> [EXERCISE INPUTS]:

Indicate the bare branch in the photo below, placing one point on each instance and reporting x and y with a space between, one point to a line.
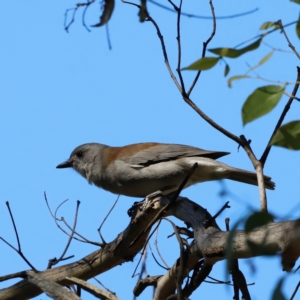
279 22
205 44
92 289
283 114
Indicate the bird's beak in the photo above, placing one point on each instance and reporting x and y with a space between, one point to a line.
66 164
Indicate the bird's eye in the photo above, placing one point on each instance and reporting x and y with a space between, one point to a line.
79 154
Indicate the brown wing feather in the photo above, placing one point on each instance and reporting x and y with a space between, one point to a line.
151 153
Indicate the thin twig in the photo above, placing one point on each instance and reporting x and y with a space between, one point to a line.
182 262
157 249
204 17
279 22
146 243
178 10
205 44
262 35
55 261
283 114
19 251
295 291
99 229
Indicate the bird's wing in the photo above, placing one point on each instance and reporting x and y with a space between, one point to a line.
155 153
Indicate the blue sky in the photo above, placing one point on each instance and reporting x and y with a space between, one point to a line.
59 90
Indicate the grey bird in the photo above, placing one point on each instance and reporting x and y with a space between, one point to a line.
141 169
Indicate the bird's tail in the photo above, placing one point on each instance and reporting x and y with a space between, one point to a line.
249 177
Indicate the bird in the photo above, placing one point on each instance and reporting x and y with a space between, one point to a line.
142 169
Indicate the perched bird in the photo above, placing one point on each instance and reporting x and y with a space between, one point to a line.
141 169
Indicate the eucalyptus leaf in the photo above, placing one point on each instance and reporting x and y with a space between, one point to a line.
237 77
268 25
266 58
288 136
261 102
234 53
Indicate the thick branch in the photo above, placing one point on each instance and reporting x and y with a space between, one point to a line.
210 243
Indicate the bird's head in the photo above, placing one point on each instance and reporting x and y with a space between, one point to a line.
83 158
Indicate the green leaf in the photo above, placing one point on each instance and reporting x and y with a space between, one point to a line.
266 58
298 27
277 294
237 77
233 53
288 136
204 63
227 69
257 219
261 102
268 25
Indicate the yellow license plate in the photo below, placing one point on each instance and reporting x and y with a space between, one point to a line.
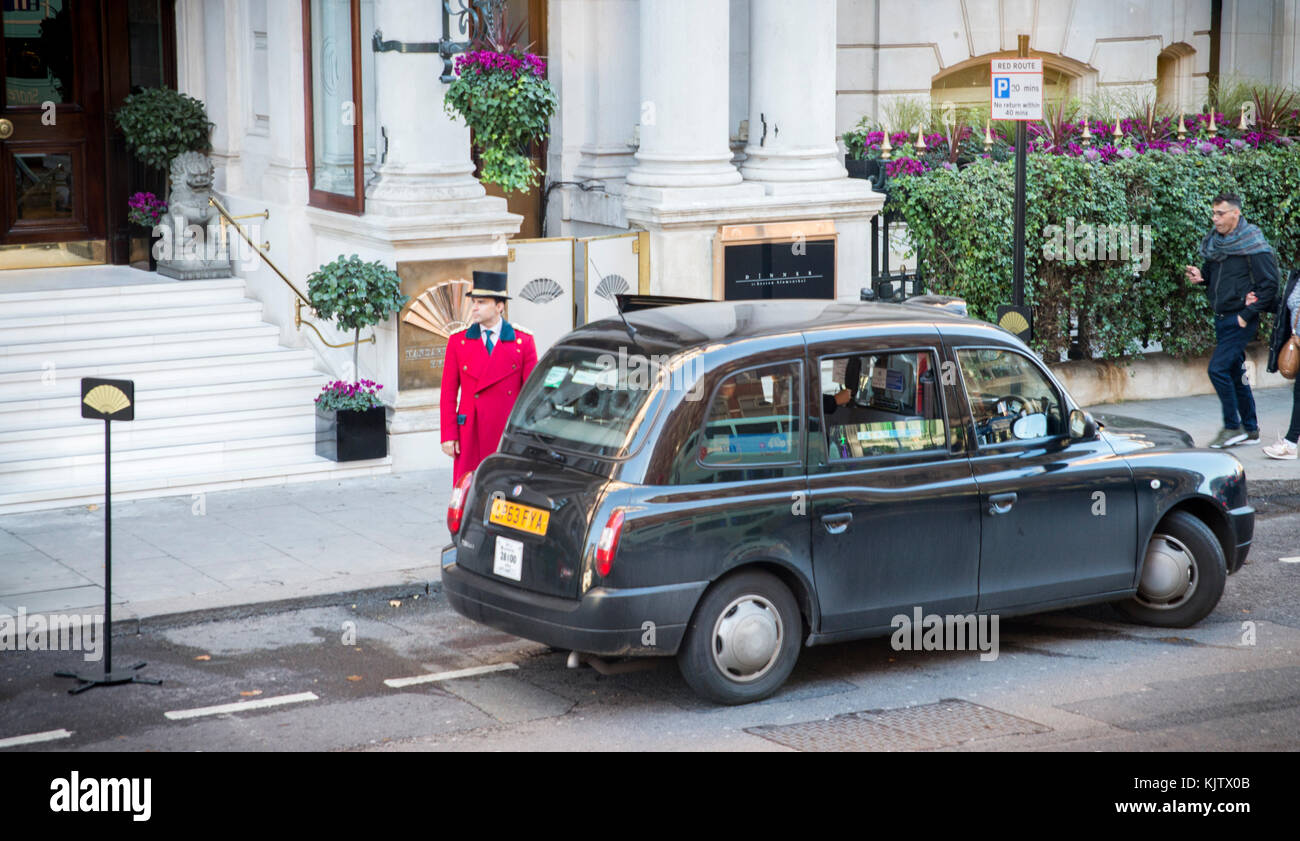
516 516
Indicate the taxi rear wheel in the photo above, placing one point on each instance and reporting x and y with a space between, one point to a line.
1182 577
744 638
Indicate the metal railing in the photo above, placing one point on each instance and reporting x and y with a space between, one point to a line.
300 300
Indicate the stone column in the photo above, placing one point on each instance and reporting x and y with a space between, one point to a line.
428 152
792 76
684 96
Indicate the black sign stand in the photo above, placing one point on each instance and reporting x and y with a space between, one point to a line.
111 399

> [TASK REQUIREMENTS]:
From the line with "Indicate the bird's head" down to the end of the entries, retype each line exactly as written, but drop the pictures.

> [TASK RESULT]:
Indicate the bird's head in the photo above, placing one point on each instance and reporting x and y with a space between, one point to a line.
83 158
Indicate the green leaf in the photo above, placing one point on each instance and reporting x and y with a space between, one point to a line.
266 58
298 27
277 294
237 77
233 53
288 136
204 63
227 69
257 219
261 102
268 25
Indicate the yellow license plate in the photo below, placing one point on each instance and reporting x and y with a space between, one point to a line.
516 516
Indicate the taxi rear wheel in the photo above, placing one point on each instance and reporting x and y with a space between, one point to a line.
1182 577
744 638
Indicate the metal railing in the photo above, placing one point on each instance and reporting x and y with a space between, one point to a line.
300 300
Indicate the stone column in the photo above, placing one point on each instance and reporting x and y with a space between, one point to a line.
428 152
792 76
684 96
Indicate the black sign stand in the photo above, placing one point on each instance and reporting x and y with a space between, one point to a line.
111 399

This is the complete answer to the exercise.